### 本文
· · · · · · ·
女王様と僕 | 1−3 | より良くする存在と、全てはめぐり巡る話
1話で、全ての価値を換金する世の中になって来ている、と書いた、
はず。
で、その換金というのは、SNSのいいねであったり、行動のログだったり、
不幸話だったりする。もはや、何かしらに換金せずに行動を起こすのは不可能なんじゃないかって時に、その存在に出会った。
彼の名前は、心ルナ(シバラレ・ルナ)。僕の名前の「上」と合わさると、
志のちょっと足りないみたいな感じになる。随分と意思を感じる名前だ。
不思議な力を持っていて、その不思議な力は触れる人を根本的に癒して
しまう。
彼は、とあるサービスをやっているわけなのだけど、あるタイミングで
金額が倍になった。それも百円が二百円とかっていうレベルじゃない。
つまり、インパクトは相当大きい。で、なぜそんな事になったのか。
知名度が上がった。これは一つの原因だ。知名度が上がれば、換金価値が上がる。群がる人も増える。稼げるうちに稼ぎたくなる。自然の摂理だ。フォロワーが増えれば、UUUM所属のYOUTUBERのギャラが数千万単位に跳ね上がるように。価値を換金すること。決して悪いことではない。だが、哲学、生き方までも換金した瞬間に、何かが崩れ始める。そういう意味では、彼はかなりこういった感覚に敏感だったと言えるだろう。
· · · · · · ·
点指定による位置特定データ
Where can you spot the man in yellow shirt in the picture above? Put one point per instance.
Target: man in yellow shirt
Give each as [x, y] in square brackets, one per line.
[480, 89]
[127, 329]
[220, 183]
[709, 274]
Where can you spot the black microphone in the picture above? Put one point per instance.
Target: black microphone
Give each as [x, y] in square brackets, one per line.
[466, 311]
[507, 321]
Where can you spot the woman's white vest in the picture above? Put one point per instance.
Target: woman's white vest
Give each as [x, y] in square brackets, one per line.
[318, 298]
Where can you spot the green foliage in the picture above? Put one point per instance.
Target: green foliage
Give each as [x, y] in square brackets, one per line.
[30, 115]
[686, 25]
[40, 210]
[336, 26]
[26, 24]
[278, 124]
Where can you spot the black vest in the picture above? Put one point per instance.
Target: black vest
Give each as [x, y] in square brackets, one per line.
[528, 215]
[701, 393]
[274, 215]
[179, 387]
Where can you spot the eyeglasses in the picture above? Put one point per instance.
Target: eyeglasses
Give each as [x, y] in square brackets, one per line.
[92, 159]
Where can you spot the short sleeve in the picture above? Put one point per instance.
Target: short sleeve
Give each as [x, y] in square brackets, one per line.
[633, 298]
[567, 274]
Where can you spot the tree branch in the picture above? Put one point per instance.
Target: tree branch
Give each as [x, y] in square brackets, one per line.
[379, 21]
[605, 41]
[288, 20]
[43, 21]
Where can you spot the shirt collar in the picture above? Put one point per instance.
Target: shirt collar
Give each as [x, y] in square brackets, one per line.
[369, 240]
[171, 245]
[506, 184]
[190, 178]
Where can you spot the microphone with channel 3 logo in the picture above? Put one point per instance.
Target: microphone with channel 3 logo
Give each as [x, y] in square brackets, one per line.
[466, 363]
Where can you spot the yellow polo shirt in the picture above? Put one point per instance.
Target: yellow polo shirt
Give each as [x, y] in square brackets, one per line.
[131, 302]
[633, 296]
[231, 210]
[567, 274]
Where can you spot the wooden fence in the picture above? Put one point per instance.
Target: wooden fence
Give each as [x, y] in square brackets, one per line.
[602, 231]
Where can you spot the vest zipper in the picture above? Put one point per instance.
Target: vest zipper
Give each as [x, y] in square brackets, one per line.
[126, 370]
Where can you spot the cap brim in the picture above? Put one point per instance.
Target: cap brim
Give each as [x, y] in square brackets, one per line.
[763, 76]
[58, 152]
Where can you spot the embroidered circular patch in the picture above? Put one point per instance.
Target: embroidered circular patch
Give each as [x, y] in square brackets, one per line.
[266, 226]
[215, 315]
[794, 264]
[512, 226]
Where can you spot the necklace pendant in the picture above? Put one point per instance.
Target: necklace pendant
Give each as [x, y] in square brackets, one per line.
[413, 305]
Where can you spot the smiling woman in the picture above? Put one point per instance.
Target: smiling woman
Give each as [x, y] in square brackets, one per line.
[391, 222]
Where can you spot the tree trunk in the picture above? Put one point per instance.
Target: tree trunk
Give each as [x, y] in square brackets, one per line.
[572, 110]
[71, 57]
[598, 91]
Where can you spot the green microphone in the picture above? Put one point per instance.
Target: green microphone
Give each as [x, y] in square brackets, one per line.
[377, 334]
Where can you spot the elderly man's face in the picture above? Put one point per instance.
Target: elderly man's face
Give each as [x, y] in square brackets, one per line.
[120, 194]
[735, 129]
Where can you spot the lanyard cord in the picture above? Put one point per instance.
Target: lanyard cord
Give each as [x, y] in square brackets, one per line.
· · · · · · ·
### 設問
本文について次の問いに答えよ。
(a) 換金の例として挙げられている三つのものは何か。
(b) 「心ルナ」の読みは何か。
(c) 知名度が上がると何が起こるとされているか。

### 解答
(a) SNSのいいね、行動のログ、不幸話。
(b) シバラレ・ルナ。
(c) 換金価値が上がり、群がる人が増え、稼げるうちに稼ぎたくなる。